Exercise description ▸ Copy out the lines in the data below, without alteration, from the line containing "Every instance of the paved" through the line containing "pixel 383 294", including both of those lines.

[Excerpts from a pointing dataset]
════

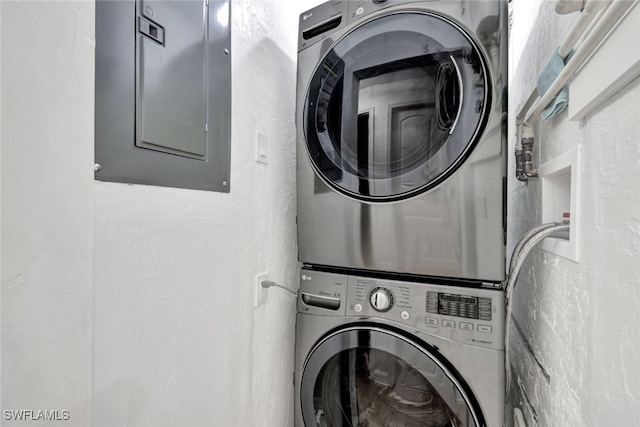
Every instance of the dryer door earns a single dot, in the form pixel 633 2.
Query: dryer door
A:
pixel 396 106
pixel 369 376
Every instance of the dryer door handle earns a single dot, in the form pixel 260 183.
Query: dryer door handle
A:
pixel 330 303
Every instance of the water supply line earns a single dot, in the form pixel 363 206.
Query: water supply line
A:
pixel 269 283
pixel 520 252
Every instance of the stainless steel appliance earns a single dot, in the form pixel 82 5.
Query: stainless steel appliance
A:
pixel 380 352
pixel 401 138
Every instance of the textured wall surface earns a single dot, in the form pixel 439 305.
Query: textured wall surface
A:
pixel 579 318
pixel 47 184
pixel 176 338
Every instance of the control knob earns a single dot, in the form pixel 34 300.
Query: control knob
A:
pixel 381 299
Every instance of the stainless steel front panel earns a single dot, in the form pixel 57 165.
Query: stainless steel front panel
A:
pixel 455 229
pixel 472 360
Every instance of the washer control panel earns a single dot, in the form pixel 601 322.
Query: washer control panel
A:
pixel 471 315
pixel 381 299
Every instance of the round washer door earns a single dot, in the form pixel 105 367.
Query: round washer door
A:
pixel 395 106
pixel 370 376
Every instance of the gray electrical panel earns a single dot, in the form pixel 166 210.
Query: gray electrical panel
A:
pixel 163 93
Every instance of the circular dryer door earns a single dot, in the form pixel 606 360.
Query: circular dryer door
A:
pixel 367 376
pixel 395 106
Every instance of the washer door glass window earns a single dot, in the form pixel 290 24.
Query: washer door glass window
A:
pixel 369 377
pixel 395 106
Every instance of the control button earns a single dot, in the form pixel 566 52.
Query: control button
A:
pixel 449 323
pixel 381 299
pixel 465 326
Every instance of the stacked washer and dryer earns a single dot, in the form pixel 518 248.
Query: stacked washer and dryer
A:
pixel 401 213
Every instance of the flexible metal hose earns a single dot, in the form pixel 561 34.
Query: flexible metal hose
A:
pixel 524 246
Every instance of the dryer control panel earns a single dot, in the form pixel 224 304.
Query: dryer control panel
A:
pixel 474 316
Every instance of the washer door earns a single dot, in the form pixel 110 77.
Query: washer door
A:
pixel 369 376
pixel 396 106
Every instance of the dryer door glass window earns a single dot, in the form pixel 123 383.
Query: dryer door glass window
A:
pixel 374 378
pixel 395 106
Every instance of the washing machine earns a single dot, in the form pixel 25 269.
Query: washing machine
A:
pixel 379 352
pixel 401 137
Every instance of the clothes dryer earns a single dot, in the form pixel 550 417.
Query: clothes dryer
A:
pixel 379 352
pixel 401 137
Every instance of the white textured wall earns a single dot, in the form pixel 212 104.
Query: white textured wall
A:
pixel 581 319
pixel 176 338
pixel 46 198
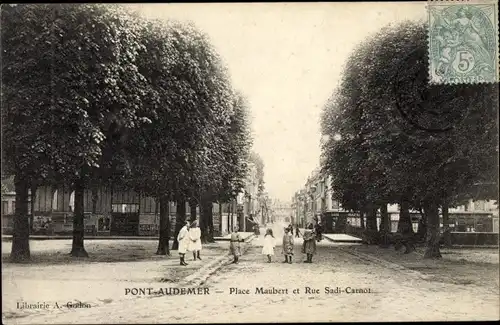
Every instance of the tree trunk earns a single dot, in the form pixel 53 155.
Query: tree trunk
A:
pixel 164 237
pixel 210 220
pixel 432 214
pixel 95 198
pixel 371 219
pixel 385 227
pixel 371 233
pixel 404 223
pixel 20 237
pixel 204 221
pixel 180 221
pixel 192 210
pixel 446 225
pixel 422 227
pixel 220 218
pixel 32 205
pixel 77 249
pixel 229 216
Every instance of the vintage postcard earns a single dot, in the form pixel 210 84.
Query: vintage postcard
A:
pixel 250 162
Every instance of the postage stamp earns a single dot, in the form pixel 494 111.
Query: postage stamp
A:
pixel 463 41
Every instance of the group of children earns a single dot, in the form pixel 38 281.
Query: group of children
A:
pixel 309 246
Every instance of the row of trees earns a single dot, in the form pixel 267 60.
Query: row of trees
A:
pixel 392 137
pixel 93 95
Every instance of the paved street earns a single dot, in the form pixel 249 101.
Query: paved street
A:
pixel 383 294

════

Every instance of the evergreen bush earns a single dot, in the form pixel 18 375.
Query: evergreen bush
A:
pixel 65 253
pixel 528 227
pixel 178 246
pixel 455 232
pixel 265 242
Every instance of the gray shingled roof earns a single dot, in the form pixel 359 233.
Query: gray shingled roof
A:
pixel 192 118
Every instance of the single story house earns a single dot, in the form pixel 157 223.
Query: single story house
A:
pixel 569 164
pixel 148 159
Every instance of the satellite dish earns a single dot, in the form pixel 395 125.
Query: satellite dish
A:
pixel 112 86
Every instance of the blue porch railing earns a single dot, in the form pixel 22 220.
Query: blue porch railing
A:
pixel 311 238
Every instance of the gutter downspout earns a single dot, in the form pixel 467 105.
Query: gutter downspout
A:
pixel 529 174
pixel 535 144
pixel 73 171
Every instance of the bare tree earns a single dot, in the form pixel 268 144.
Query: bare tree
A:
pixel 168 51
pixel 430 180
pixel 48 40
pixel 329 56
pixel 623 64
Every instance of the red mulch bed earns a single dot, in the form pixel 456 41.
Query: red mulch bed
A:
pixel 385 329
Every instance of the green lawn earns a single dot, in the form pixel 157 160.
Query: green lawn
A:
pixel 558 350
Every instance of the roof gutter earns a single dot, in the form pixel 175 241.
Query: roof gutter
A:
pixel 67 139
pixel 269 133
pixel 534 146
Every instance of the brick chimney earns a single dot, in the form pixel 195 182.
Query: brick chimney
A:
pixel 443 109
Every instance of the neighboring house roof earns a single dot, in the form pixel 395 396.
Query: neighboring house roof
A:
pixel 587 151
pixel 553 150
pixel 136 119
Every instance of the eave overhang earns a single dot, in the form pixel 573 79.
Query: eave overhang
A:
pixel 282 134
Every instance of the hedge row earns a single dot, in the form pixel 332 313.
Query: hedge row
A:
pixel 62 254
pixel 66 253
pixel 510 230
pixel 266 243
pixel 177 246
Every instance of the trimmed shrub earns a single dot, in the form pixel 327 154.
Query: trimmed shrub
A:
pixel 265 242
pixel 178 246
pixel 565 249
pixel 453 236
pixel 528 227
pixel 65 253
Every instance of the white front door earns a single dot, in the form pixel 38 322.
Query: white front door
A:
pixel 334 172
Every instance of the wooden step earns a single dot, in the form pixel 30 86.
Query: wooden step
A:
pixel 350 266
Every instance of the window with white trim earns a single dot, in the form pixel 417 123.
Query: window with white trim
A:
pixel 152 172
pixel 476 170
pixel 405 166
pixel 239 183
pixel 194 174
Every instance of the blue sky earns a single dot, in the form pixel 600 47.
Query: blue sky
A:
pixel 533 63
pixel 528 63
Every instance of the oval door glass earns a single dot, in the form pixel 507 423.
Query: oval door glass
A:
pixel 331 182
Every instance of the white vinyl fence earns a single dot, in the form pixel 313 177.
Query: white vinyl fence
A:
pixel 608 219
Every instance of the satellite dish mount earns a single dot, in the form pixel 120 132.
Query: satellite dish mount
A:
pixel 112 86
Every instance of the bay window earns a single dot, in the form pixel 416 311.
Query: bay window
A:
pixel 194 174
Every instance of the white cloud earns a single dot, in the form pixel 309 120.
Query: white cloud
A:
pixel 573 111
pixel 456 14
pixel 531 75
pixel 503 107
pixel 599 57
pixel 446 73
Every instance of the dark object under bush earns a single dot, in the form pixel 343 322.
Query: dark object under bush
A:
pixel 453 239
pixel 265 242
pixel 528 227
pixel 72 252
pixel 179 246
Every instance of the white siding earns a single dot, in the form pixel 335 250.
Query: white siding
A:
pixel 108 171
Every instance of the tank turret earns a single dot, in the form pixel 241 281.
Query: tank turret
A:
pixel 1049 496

════

Finished task ▸
Every instance of the paved street earns a single dot, in the form pixel 249 101.
Query: paved street
A:
pixel 383 294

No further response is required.